▶ _GIVEN TASK_: Render all of the material below as a JSON array of strings, one string per line, with blank lines omitted and the pictures left out.

▶ _EXTRACTED DATA_:
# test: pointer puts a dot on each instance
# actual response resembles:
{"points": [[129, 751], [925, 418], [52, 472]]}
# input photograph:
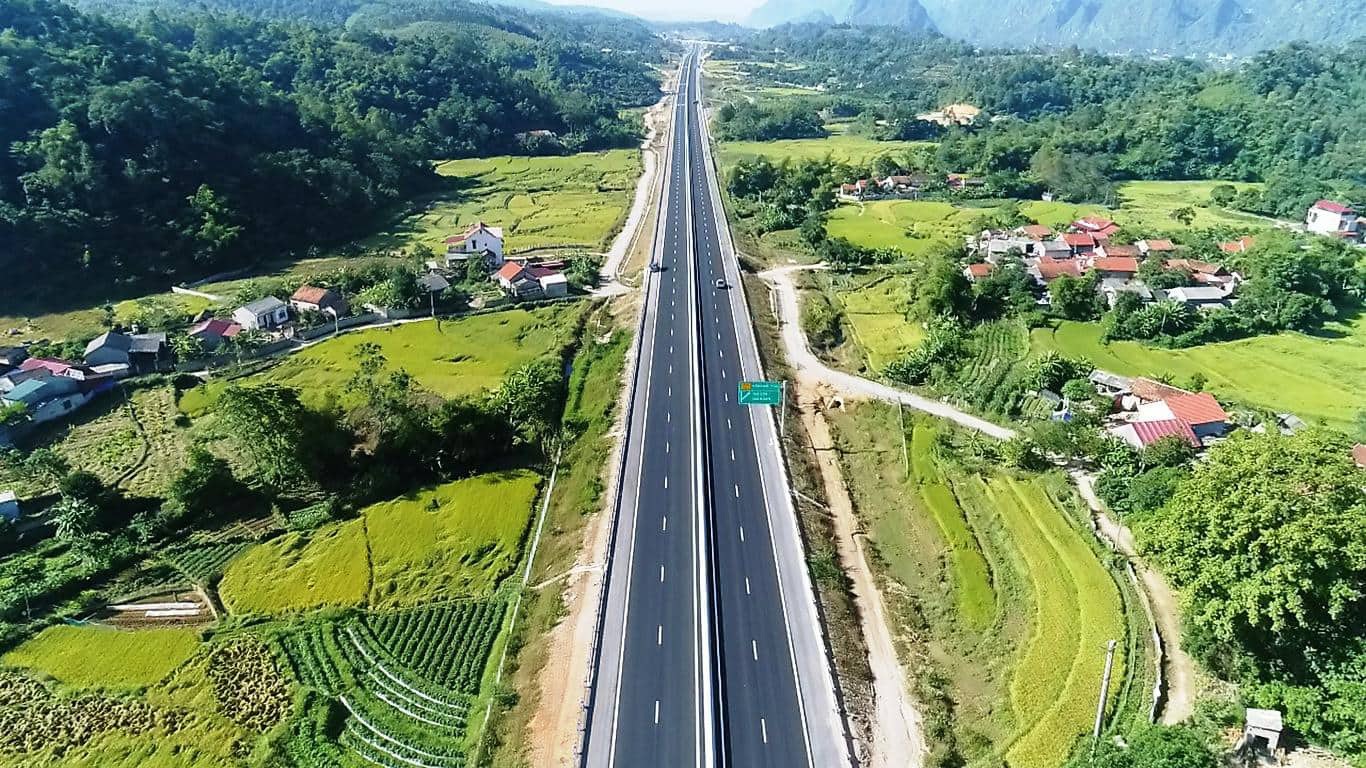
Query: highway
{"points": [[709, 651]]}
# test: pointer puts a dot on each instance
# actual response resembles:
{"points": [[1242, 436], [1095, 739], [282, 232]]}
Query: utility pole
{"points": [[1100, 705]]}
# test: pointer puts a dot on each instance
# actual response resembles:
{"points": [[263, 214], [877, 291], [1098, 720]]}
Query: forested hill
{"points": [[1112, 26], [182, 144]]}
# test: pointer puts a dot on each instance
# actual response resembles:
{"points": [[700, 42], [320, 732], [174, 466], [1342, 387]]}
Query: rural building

▶ _SOLUTION FOR THIS TASK_:
[
  "# test: pointer puts a dot on each instance",
  "# actual response resembles:",
  "{\"points\": [[129, 751], [925, 418], [52, 472]]}",
  "# input photograph:",
  "Query: highway",
  "{\"points\": [[709, 651]]}",
  "# test: pointer puts a dot on each instance",
  "# actual response resembles:",
  "{\"points\": [[1242, 436], [1095, 739], [282, 232]]}",
  "Query: utility pole",
  "{\"points\": [[1100, 705]]}",
  "# test: pointer puts a dot on each instance",
  "# actual response resembles:",
  "{\"points\": [[263, 214], [877, 291], [1098, 720]]}",
  "Query: forested hill",
  "{\"points\": [[1112, 26], [182, 144]]}",
  "# test: pointer puts a dot on each instance",
  "# actual response resembles:",
  "{\"points\": [[700, 42], [320, 732], [174, 466], [1342, 387]]}",
  "Query: rural building"
]